Your answer should be every line below that includes the word "photo".
^^^^^^^^^^^^^^^^
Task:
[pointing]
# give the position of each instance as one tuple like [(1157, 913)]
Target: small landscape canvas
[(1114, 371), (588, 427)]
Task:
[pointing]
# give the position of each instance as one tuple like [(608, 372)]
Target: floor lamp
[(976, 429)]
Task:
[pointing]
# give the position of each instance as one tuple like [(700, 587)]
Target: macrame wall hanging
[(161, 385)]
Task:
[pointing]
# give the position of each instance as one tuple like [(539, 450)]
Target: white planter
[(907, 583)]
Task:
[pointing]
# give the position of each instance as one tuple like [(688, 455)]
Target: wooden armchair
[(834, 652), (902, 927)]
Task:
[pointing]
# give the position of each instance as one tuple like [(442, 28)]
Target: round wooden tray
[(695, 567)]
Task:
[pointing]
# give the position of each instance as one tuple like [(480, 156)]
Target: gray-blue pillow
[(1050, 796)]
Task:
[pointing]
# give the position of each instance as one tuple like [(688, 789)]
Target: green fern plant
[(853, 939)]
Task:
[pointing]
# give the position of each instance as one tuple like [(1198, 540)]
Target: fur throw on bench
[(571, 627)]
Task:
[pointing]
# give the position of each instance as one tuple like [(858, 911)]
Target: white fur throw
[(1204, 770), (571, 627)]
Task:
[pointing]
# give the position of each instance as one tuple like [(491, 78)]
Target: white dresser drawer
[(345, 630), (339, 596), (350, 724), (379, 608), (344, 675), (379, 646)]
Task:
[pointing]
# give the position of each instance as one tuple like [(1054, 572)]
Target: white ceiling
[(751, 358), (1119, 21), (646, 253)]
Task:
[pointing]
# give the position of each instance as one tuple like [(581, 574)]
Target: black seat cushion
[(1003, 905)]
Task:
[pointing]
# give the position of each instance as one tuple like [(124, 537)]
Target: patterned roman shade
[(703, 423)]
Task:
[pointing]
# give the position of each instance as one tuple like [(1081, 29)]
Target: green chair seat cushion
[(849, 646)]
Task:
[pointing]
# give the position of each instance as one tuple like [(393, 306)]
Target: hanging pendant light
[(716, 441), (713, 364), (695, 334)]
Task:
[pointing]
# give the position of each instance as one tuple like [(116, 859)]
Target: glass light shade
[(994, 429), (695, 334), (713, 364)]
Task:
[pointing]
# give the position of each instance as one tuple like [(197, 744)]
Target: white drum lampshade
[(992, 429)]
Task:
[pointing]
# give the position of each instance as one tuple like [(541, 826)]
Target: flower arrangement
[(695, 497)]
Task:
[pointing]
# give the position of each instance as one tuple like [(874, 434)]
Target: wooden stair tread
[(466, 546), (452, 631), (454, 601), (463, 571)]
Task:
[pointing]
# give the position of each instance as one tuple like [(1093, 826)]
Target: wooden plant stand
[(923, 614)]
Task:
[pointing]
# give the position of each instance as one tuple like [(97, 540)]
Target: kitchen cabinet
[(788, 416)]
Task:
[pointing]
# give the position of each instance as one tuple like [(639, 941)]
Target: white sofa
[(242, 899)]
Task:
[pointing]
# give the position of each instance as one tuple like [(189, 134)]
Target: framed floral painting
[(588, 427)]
^^^^^^^^^^^^^^^^
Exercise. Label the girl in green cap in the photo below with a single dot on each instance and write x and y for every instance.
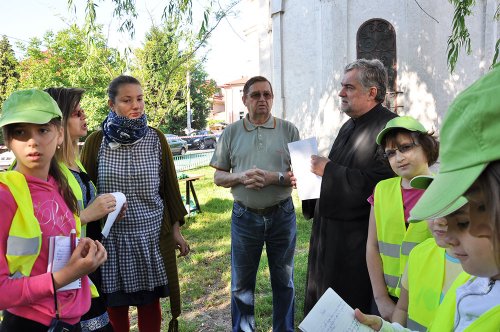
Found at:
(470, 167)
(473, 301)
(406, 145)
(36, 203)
^^^^^^^^^^^^^^^^
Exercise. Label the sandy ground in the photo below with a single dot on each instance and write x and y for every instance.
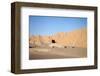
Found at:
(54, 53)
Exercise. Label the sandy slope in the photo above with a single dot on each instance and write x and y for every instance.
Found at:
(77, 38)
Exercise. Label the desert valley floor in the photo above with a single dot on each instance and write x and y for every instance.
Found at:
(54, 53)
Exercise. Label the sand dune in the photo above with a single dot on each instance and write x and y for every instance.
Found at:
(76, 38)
^^^^^^^^^^^^^^^^
Answer for the task —
Exercise. Label the girl in green cap in the photo below with a single dot on each instance and write x and y for every instance.
Exercise. Label the sandy ground in the photo below with a single dot on each instance and write x and y for every instance.
Exercise. Label the sandy slope in the photo above with a single dot on each instance and write x and y for every instance.
Exercise. Label the desert valley floor in the photo above with a single dot on each instance and write x and y for every instance.
Exercise. Label the sand dune in the photo above with a single dot on each instance and write x and y for every instance.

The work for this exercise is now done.